For these reasons, South African Heritage Publishers believe the Ancestral Voices project to be the most important heritage preservation project undertaken in South Africa. These voices have been silent since the time of writing between 80 and 90 years ago. It is time for them to be heard.

The majority of these writings currently exist as handwritten manuscripts and typewritten (on a typewriter) transcripts in old orthography. At the time of writing this announcement 130 works have been transcribed into MS Word in current orthography, and translated into English by SA Heritage. A further 50 are in the process of transcription and translation. We have decided to make these available on our website, prior even to final editing and cross referencing, on a view-only annual subscription basis for just R345,00 incl. VAT – this will allow access to all the initially uploaded works plus all those added during the period of the subscription. Each writing will have a folder which will contain the following PDF files:

  • Handwritten manuscript.
  • Contemporary typescript
  • New orthography transcription by SAH.
  • English translation by SAH.

We will invite subscribers, be they individuals, schools or tertiary institutions, to do the following:

  • Check that all the text in the handwritten manuscript has been typed into the new Word pdf.
  • Comment on the accuracy of the transcriptions: the texts have been transcribed in the latest orthography, which means that some of the texts may have changed from the original.
  • Comment on the accuracy of the English translations: the texts have also been translated into English, by modern translators working with as many linguistic tools as they have available. Even so, there are some words that were difficult or even impossible to translate. Where this is the case, the word remains in the text as it was found in the original, and we invite anyone with knowledge about these words to contact us.
  • Go through a list of unknown indigenous language words and see if they know their meaning. We will work with the National Lexicography Units, language academics and other specialists to establish the meaning of these words. They will then be included in revised versions of the official dictionaries of Government.
  • Help trace descendants of the authors. We would like to produce a mini-biography on each author and establish where they are buried.

Please note:

  • The documents have not yet been fully proofed, meaning that there will be errors in both the indigenous languages and English.
  • Names in the documents are spelled differently. The people speaking and writing the languages we now recognise in the constitution had not yet decided on the way to write down the sounds to represent their speech. As such, there are variations in spelling from what you might expect.
  • A dedicated email address will be set up for Ancestral Voices communications.

:: MATERIAL ::
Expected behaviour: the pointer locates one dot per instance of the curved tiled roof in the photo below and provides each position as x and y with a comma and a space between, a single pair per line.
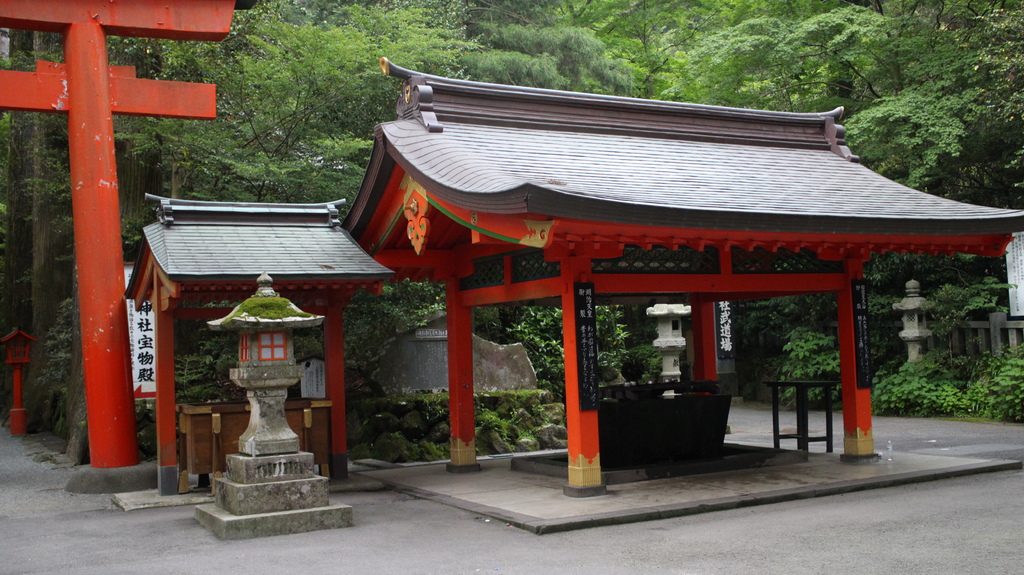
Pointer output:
509, 149
212, 240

:: WHAT THE TASK REQUIRES ::
Answer these questions using the Ancestral Voices announcement.
(a) How many works had been transcribed and translated when the announcement was written?
(b) What does the annual view-only subscription cost?
(c) What would the publishers like to produce on each author?
The data comes from a separate source.

:: SOLUTION BELOW ::
(a) 130 works.
(b) R345,00 including VAT.
(c) A mini-biography.